* RAW DATA *
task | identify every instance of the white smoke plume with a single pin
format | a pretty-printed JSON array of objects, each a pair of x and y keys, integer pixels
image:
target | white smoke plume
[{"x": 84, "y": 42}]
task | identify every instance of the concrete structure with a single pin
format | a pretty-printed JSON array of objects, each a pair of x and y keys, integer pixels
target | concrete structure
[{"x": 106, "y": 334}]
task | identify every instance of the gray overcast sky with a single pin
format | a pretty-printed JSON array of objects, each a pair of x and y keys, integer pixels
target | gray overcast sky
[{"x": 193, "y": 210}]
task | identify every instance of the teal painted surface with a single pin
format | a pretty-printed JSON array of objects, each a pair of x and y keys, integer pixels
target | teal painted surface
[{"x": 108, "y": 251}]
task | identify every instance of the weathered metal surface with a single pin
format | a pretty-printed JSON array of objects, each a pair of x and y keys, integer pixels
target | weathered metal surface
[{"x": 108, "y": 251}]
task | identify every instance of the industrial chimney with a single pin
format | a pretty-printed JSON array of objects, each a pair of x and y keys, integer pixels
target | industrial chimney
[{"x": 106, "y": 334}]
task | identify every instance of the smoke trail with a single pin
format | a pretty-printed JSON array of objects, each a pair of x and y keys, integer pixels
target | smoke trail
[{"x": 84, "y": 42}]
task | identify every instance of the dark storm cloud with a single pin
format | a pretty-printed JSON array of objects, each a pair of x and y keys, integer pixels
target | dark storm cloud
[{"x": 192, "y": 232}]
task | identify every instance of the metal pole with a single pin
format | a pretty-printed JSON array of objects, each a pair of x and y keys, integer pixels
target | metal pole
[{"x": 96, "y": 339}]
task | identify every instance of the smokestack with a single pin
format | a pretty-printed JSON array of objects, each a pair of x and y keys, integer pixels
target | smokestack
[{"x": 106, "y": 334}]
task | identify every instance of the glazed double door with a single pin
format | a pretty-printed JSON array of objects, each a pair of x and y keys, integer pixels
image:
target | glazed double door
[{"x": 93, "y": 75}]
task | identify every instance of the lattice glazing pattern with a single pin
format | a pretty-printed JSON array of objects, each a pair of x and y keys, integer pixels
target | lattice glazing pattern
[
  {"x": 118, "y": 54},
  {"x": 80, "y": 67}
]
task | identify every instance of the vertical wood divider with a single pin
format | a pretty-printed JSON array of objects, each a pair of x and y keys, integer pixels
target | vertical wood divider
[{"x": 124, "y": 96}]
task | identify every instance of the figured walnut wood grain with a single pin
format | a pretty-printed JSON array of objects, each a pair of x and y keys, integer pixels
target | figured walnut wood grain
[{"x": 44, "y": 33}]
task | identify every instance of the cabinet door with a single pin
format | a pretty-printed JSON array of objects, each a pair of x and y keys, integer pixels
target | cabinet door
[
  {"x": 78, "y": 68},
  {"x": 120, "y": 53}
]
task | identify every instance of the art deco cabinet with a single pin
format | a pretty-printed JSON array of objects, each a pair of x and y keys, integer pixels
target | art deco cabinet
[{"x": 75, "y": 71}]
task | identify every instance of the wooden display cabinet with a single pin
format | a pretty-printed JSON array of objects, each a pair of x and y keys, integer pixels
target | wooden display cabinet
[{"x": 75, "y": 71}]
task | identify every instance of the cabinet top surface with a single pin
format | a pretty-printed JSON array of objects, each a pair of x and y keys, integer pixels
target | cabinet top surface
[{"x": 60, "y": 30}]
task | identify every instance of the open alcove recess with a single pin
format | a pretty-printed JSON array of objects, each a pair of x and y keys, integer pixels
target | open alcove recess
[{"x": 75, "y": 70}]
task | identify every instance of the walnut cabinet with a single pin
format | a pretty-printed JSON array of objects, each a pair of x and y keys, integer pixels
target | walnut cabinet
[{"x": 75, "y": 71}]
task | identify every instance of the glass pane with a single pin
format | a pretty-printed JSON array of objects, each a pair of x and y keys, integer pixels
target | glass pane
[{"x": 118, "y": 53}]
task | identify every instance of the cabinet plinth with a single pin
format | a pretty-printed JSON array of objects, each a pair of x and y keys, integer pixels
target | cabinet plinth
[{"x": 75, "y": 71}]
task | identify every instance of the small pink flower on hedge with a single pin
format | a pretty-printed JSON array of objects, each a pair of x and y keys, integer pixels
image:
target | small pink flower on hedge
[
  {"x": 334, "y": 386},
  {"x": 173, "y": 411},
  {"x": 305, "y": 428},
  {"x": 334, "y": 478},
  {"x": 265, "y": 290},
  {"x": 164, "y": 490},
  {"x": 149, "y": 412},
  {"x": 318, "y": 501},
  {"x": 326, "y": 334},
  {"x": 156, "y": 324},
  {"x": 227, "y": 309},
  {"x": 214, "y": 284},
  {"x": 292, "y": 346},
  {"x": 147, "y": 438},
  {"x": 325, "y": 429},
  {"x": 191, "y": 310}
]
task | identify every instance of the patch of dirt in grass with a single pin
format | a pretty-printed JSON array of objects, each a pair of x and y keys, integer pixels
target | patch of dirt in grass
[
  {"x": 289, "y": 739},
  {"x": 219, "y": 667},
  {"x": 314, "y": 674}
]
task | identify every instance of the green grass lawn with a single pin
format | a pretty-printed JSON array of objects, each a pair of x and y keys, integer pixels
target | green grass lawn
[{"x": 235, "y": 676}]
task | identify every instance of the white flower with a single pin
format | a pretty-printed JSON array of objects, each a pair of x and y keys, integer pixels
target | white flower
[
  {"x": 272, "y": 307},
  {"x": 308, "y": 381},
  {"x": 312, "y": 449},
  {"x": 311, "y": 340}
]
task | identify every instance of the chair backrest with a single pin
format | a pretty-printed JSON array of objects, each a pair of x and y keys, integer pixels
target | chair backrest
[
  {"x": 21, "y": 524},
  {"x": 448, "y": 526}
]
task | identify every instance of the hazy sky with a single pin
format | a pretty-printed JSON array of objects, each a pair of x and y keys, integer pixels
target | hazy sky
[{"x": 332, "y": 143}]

---

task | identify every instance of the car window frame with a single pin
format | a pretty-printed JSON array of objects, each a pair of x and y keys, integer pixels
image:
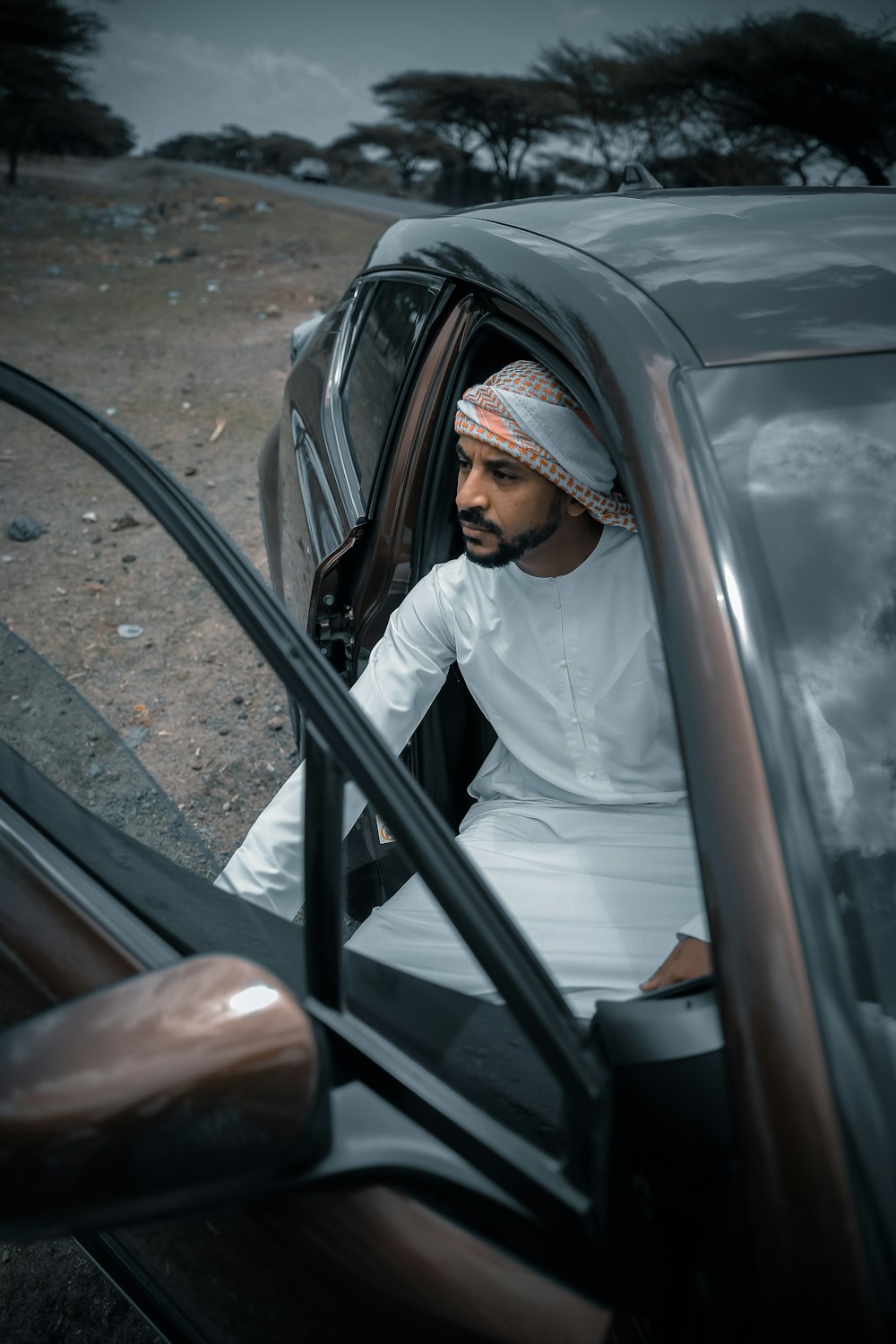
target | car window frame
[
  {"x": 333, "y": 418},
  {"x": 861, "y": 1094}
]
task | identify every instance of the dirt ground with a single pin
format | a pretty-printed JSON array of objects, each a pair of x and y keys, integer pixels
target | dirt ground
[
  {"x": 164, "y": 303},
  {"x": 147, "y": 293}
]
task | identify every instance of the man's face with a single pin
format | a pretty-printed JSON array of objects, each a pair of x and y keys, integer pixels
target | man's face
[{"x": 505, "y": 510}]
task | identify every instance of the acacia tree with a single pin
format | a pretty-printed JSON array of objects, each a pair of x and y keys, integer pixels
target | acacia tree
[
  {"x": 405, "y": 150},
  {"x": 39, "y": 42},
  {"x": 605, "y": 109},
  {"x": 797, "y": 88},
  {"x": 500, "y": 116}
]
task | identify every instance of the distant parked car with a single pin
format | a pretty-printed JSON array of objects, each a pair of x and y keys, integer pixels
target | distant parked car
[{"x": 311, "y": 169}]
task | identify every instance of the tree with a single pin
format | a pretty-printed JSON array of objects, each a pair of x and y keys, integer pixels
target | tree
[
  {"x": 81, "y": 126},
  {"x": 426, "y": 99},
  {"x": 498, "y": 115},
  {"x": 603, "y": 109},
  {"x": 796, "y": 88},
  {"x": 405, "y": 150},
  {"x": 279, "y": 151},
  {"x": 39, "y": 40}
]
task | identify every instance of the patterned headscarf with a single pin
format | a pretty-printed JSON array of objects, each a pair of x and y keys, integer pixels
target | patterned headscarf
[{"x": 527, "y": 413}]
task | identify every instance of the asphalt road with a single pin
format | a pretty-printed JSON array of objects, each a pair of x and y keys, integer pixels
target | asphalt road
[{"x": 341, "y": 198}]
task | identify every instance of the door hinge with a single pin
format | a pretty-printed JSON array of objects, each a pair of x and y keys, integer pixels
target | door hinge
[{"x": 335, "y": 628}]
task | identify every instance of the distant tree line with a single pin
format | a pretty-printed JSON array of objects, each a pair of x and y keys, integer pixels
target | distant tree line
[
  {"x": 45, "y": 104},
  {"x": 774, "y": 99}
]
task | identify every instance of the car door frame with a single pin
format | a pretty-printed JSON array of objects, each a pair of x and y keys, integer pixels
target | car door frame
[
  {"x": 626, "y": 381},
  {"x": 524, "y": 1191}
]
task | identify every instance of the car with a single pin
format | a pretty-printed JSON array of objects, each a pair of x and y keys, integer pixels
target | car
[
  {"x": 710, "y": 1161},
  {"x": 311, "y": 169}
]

==

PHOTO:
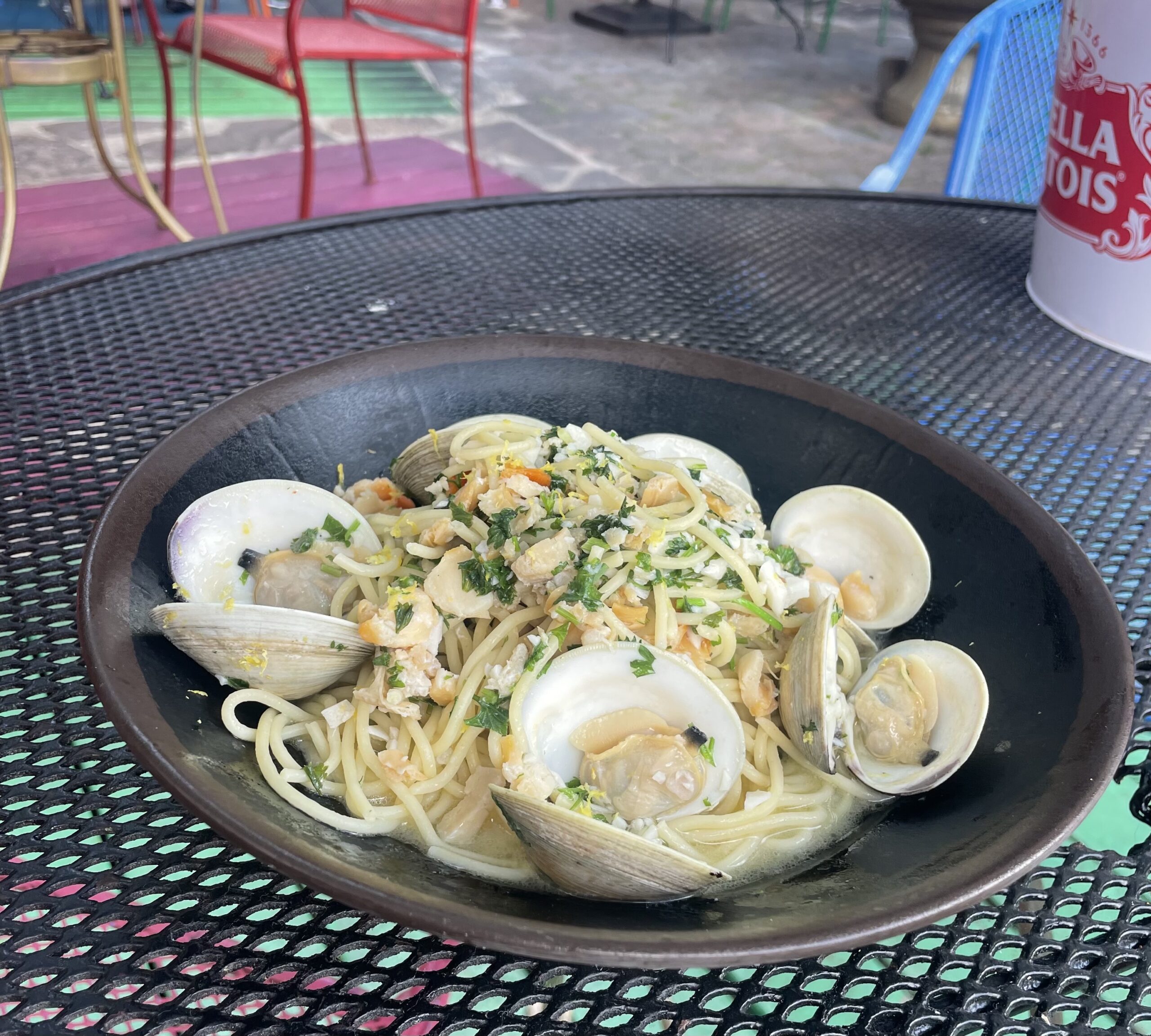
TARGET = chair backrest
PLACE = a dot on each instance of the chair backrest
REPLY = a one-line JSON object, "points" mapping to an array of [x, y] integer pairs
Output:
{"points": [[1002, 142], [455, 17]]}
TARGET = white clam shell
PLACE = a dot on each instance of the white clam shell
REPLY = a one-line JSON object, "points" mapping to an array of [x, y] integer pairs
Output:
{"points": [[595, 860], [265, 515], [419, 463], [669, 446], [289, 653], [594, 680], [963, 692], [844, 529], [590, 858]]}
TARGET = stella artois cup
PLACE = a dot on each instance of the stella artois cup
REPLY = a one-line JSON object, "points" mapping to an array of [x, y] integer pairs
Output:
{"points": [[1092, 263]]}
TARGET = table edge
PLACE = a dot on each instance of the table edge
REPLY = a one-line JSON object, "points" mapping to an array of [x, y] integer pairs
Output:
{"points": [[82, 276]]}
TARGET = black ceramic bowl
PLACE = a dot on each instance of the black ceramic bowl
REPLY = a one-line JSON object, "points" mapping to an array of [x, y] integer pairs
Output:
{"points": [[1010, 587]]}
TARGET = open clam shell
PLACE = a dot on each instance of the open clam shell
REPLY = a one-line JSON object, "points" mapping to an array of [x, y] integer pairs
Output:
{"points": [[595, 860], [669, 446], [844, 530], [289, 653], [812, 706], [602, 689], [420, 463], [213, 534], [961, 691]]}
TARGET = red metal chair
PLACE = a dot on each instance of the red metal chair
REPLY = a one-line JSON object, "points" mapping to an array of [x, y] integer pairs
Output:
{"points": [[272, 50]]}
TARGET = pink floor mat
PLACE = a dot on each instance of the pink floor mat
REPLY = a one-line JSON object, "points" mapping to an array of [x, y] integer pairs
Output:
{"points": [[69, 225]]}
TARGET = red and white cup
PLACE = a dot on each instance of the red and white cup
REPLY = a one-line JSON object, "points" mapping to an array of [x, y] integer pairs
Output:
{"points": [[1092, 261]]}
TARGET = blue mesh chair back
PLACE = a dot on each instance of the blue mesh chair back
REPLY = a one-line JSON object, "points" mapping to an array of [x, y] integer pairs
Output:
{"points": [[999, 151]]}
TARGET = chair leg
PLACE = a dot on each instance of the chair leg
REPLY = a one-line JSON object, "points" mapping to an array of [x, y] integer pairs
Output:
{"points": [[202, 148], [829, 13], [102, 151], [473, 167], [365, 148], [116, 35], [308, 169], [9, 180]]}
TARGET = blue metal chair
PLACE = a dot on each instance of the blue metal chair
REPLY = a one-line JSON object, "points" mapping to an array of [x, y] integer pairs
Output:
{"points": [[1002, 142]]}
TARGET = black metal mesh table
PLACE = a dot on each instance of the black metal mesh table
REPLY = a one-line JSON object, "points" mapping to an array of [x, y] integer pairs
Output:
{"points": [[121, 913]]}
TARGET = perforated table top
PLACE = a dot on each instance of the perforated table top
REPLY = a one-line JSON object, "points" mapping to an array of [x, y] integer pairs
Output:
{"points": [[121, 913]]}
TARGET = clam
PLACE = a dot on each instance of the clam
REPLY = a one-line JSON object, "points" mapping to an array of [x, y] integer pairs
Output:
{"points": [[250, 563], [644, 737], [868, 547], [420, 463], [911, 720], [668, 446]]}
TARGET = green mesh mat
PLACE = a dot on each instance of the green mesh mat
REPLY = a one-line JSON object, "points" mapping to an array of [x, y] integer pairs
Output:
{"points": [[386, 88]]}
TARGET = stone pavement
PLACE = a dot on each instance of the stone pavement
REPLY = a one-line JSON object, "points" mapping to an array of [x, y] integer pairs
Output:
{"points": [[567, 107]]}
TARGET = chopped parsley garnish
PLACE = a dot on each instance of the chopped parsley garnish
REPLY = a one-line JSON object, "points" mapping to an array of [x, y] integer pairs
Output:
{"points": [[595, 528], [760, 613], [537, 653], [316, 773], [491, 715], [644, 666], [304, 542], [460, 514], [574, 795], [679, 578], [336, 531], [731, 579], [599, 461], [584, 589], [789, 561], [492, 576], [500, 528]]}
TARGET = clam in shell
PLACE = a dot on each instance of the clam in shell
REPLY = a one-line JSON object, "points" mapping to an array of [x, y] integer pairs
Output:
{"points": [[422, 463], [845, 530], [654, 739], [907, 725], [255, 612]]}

* DESCRIPTION OF THE TASK *
Whichever lines of the data include the word "bowl", pull them out.

* RESPONSE TO THIS EXERCISE *
TARGET = black ceramic bowl
PLACE = a dot on each instance of the black ceramic bowl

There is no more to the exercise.